• _What to work on_
How many lines in the records below contain the word "without"? Reply with the number alone.
:: Record set ::
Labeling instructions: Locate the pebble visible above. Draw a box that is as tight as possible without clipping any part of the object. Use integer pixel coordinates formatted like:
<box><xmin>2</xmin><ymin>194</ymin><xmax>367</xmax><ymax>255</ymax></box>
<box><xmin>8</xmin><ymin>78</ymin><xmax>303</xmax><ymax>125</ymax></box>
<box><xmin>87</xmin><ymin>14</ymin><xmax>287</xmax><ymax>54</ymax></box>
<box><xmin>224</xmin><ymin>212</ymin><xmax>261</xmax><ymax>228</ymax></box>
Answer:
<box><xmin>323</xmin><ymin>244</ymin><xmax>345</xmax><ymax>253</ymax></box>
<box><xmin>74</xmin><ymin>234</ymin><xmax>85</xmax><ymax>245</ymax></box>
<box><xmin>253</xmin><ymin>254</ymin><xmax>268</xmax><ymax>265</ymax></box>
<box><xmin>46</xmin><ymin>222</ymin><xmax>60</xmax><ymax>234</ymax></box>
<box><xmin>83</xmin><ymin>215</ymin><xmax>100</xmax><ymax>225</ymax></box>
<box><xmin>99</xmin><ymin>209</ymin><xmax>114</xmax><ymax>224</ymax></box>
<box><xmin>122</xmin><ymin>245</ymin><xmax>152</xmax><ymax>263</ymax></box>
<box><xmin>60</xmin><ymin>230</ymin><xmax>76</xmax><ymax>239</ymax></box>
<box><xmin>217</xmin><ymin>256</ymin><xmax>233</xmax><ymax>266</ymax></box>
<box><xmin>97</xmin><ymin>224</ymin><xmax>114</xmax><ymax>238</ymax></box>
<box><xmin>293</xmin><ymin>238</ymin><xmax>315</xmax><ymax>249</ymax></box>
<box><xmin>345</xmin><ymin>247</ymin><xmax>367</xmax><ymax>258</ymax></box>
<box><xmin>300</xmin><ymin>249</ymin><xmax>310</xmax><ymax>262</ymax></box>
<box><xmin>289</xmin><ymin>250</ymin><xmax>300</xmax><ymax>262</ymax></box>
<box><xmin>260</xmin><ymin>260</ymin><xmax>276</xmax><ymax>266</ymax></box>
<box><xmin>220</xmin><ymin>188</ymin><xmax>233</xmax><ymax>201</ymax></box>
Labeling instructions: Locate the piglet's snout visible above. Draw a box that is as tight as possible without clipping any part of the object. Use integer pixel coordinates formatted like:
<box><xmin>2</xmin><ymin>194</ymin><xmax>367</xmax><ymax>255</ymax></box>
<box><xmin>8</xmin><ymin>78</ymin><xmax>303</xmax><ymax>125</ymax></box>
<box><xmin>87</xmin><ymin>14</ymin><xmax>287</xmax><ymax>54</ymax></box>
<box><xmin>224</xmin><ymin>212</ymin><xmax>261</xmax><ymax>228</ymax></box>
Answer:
:::
• _Complete output_
2